Records from a data source:
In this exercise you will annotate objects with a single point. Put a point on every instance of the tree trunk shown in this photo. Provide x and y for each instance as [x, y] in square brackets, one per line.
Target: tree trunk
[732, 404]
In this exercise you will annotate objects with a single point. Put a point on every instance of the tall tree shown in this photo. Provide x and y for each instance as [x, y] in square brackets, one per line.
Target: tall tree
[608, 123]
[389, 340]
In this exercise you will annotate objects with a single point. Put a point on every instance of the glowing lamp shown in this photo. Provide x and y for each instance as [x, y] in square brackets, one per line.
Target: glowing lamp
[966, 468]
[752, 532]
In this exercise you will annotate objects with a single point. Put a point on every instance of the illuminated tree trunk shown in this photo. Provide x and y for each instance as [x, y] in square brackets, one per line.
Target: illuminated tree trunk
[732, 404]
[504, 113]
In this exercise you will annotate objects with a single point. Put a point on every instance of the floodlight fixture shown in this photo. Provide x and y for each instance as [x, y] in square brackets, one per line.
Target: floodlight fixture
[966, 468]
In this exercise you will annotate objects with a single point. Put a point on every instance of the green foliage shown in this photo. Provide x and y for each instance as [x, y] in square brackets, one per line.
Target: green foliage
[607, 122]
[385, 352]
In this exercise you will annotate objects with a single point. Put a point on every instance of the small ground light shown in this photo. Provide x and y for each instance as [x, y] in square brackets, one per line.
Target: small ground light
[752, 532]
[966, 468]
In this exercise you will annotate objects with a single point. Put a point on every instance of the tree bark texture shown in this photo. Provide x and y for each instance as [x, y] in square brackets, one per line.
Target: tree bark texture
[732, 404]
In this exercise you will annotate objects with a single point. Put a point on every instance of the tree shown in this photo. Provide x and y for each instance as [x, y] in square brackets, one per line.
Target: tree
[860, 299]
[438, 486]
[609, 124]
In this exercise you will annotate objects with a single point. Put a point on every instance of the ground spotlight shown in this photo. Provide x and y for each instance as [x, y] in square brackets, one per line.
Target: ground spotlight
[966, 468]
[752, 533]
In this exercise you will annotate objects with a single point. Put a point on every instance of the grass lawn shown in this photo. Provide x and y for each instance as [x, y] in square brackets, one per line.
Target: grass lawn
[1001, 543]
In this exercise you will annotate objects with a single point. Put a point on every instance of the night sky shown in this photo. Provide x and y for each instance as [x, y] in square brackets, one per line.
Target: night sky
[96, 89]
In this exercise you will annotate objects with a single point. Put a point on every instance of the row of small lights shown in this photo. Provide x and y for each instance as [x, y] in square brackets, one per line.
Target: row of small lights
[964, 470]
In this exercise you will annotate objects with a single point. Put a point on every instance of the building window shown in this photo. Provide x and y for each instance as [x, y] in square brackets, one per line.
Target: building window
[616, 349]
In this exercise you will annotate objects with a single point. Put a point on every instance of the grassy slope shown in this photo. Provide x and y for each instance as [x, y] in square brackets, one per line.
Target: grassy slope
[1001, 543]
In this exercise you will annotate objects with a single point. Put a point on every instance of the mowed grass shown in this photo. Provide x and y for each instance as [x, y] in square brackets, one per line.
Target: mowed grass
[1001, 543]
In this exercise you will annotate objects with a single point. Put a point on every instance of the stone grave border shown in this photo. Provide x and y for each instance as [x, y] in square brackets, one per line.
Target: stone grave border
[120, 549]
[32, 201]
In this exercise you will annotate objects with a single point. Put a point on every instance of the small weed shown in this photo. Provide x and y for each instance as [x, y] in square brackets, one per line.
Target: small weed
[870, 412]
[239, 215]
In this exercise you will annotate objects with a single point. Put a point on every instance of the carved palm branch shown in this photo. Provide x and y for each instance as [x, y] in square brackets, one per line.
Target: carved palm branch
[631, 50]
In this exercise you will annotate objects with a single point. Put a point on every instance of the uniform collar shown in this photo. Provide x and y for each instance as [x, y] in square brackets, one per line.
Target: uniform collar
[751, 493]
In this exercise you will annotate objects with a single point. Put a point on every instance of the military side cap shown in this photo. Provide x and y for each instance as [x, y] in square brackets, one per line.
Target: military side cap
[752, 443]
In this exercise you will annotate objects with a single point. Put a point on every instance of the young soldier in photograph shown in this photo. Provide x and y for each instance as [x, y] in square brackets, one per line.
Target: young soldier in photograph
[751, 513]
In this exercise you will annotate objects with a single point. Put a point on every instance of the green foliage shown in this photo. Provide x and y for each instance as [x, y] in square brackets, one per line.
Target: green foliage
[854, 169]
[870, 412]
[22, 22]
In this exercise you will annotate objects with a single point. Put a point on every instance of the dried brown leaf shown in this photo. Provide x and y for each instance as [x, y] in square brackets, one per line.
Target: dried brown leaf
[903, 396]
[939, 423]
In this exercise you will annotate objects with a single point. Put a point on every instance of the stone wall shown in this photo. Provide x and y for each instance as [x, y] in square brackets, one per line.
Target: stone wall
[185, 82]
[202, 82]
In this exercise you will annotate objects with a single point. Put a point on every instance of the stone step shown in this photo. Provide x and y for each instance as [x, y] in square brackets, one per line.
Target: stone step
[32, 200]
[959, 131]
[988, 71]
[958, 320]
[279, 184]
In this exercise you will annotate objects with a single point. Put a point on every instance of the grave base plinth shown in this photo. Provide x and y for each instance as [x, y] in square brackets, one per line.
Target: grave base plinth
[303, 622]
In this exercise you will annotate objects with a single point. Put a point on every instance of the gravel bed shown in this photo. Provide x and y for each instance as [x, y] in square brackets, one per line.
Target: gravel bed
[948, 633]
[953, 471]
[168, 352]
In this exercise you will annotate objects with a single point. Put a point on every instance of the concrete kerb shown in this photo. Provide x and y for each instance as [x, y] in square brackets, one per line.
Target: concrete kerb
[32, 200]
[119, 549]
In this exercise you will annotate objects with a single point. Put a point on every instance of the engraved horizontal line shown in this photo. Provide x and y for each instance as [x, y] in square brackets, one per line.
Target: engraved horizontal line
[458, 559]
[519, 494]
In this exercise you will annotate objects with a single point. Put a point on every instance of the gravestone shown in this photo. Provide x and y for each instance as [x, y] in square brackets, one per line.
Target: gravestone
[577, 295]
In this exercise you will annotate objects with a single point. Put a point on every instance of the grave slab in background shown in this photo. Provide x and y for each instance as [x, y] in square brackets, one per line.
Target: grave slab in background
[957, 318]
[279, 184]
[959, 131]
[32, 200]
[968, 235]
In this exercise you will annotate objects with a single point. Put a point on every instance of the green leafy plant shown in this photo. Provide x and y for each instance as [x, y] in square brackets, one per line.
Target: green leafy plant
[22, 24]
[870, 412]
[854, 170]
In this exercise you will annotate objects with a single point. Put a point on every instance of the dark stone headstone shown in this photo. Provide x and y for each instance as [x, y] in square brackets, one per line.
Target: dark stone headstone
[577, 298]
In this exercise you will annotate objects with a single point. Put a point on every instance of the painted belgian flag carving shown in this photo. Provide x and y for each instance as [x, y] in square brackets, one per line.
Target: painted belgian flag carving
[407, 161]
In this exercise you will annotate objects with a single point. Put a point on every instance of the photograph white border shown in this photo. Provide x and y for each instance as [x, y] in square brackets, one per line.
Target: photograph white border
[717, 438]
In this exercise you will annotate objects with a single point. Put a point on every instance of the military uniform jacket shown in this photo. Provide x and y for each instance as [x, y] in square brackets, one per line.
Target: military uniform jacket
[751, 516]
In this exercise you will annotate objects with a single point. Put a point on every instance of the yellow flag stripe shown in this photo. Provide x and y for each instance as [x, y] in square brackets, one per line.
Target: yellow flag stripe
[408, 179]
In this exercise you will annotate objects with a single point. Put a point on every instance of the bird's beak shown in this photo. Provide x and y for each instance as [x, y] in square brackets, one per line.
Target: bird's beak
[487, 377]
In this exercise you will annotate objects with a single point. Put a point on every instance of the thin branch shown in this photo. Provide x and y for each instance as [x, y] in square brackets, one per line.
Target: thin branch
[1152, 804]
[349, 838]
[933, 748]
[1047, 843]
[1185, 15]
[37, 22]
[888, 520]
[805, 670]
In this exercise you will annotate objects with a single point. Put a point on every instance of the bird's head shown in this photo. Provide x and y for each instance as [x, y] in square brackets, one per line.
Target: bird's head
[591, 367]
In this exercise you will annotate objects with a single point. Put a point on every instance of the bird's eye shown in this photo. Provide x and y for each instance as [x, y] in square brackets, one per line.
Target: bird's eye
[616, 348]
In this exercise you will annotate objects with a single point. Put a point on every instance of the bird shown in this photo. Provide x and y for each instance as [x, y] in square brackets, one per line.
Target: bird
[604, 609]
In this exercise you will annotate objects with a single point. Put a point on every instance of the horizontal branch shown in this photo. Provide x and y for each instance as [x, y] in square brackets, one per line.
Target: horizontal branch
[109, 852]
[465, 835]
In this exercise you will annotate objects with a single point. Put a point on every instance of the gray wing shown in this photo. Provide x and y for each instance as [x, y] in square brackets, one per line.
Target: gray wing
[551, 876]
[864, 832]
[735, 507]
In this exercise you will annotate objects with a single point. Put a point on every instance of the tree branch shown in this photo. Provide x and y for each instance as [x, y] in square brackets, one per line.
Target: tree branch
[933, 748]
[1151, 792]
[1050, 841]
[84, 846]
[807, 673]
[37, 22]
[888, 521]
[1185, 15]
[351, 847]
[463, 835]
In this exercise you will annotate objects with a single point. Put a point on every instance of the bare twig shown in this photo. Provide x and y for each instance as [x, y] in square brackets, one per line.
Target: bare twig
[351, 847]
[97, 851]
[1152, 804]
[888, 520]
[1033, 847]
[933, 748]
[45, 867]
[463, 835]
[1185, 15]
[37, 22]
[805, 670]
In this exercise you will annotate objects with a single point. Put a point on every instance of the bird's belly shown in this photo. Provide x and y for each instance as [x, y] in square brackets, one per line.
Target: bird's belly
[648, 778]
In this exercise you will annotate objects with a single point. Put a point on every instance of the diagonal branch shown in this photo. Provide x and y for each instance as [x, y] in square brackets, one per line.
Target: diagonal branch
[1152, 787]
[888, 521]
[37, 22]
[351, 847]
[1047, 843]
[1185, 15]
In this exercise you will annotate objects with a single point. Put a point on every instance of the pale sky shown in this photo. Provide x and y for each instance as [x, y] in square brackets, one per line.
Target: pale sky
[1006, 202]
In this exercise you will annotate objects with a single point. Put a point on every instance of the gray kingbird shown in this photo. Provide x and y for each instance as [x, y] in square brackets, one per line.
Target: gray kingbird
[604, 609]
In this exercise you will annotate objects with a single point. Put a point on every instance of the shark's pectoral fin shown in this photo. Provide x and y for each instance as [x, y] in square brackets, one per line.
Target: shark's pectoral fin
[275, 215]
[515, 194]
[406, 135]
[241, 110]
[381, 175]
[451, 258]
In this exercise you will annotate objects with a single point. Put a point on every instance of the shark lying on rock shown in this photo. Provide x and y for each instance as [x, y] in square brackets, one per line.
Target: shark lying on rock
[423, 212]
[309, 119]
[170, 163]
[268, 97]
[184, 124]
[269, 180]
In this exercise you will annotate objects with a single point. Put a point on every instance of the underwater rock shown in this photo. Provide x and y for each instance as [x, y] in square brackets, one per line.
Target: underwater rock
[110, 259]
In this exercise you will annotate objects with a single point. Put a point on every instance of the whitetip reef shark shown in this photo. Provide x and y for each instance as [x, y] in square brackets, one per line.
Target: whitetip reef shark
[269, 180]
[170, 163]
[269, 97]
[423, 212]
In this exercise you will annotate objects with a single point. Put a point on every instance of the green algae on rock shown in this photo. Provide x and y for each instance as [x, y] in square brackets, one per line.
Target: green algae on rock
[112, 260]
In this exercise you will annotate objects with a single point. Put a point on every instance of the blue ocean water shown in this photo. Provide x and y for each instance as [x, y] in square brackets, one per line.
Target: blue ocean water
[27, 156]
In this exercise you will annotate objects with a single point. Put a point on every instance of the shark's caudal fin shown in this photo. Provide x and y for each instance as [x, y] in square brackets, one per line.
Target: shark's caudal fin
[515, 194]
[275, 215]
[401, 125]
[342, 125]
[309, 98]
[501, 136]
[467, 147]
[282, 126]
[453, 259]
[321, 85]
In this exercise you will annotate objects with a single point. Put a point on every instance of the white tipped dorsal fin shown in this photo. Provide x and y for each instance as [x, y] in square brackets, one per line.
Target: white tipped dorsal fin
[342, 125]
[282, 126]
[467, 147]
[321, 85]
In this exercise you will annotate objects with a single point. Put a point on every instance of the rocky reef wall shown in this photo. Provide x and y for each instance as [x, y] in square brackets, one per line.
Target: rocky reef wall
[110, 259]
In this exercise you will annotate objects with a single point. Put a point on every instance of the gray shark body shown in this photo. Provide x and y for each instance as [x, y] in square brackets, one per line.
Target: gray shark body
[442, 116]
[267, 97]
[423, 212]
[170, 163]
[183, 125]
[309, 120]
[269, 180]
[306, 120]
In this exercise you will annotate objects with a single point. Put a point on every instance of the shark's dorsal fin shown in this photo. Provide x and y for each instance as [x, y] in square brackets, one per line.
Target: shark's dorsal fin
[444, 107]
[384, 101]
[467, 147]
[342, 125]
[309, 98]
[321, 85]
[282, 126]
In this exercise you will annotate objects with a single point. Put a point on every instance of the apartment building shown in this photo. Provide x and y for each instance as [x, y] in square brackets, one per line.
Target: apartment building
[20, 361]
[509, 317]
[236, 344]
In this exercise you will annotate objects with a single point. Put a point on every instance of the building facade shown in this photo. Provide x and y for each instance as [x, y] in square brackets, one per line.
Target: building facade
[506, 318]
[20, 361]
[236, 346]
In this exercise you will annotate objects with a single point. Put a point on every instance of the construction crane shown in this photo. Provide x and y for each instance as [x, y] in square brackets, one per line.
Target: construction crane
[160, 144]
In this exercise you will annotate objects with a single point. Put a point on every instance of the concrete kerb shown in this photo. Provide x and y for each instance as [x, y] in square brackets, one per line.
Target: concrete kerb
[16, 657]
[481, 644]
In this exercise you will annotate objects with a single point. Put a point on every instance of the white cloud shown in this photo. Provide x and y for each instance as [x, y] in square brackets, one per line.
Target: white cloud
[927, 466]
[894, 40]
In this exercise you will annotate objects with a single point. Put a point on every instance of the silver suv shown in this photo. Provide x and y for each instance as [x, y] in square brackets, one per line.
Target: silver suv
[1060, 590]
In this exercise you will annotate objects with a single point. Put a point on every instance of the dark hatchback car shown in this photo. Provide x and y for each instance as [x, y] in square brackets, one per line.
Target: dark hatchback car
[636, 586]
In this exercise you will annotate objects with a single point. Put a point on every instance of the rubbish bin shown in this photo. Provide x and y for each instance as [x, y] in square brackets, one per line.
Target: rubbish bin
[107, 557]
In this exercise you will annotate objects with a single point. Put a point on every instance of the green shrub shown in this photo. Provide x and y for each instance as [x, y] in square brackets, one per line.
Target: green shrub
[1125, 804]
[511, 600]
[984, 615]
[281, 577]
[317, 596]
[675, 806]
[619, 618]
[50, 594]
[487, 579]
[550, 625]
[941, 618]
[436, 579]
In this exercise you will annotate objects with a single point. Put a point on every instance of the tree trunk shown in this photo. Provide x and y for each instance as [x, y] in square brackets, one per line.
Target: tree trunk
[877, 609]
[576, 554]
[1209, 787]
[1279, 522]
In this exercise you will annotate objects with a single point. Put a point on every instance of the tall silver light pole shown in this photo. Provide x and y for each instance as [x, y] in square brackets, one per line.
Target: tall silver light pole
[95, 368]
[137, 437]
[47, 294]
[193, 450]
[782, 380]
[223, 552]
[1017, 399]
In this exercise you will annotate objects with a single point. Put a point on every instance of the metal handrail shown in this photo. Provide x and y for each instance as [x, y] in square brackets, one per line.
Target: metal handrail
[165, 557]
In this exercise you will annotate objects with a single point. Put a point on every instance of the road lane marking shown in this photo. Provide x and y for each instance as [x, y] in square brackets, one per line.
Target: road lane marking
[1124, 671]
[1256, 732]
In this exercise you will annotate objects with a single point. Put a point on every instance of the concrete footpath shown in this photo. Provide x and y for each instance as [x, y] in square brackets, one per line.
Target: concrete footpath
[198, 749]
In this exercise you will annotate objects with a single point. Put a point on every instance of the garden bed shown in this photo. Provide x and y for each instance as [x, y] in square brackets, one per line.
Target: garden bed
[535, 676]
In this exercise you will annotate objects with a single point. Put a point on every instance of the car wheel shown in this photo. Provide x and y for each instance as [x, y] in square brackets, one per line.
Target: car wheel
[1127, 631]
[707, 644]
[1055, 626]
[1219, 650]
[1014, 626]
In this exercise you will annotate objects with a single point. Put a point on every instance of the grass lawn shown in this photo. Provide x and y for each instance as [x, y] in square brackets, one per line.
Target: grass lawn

TO BE DONE:
Substitute "gray sedan" for each occurrence of "silver suv" in the items, starting with the line containing "of the silver" and going on through the line containing "[1060, 590]". Reproduce only those lines and leave everything else in them unchanged.

WRITTEN ANSWER:
In this exercise you will annotate objects with a single point. Put a point on every instance of the gray sedan shown in this photo. Provide x and y for each instance as [x, y] in square brackets, one per line.
Target: gray sedan
[1060, 590]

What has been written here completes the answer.